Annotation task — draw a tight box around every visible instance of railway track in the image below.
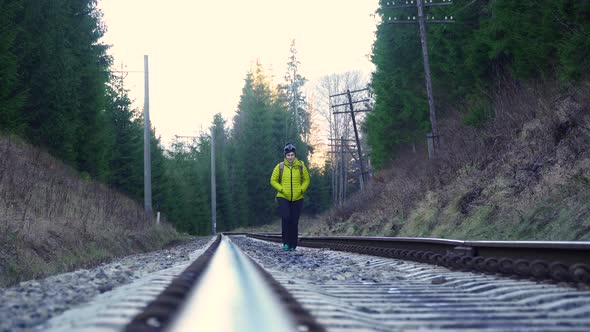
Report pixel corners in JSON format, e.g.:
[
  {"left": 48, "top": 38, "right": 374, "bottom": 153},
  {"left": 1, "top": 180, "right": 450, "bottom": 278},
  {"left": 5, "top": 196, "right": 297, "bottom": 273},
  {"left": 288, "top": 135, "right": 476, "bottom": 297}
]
[{"left": 34, "top": 234, "right": 590, "bottom": 331}]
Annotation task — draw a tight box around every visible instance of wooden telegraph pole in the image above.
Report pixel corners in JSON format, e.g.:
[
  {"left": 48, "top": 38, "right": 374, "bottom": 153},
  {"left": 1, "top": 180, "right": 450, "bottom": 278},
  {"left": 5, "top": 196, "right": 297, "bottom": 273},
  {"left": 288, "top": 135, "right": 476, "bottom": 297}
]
[
  {"left": 330, "top": 88, "right": 371, "bottom": 191},
  {"left": 383, "top": 0, "right": 455, "bottom": 159}
]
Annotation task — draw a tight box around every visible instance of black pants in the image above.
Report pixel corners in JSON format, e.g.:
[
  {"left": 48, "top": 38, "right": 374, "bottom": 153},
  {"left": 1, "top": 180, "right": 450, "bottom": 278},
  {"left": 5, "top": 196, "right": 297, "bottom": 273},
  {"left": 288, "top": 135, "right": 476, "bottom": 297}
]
[{"left": 277, "top": 197, "right": 303, "bottom": 248}]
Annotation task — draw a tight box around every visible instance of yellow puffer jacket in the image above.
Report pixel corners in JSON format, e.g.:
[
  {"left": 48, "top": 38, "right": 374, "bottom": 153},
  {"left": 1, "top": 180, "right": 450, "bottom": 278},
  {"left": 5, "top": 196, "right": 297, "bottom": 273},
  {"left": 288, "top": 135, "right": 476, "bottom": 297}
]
[{"left": 270, "top": 158, "right": 309, "bottom": 202}]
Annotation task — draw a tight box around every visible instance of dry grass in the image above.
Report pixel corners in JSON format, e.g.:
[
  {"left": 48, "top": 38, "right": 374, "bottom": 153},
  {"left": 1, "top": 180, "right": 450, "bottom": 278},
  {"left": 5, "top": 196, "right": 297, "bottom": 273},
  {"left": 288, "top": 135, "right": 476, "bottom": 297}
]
[
  {"left": 0, "top": 137, "right": 190, "bottom": 286},
  {"left": 309, "top": 80, "right": 590, "bottom": 240}
]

* **GOAL**
Please edit the data from the line with "grass in the image above." through the end of the data, replacing "dry grass" with "tall grass" and keeping everything else unchanged. Return only those lines.

* **RESULT OF THE TASK**
Annotation task — draw a tight box around every visible instance of tall grass in the image above.
Report pixel corners in JSON format, e.g.:
[
  {"left": 48, "top": 38, "right": 374, "bottom": 153},
  {"left": 1, "top": 180, "right": 450, "bottom": 278},
  {"left": 5, "top": 196, "right": 297, "bottom": 273},
  {"left": 288, "top": 135, "right": 476, "bottom": 297}
]
[
  {"left": 0, "top": 137, "right": 190, "bottom": 286},
  {"left": 309, "top": 80, "right": 590, "bottom": 240}
]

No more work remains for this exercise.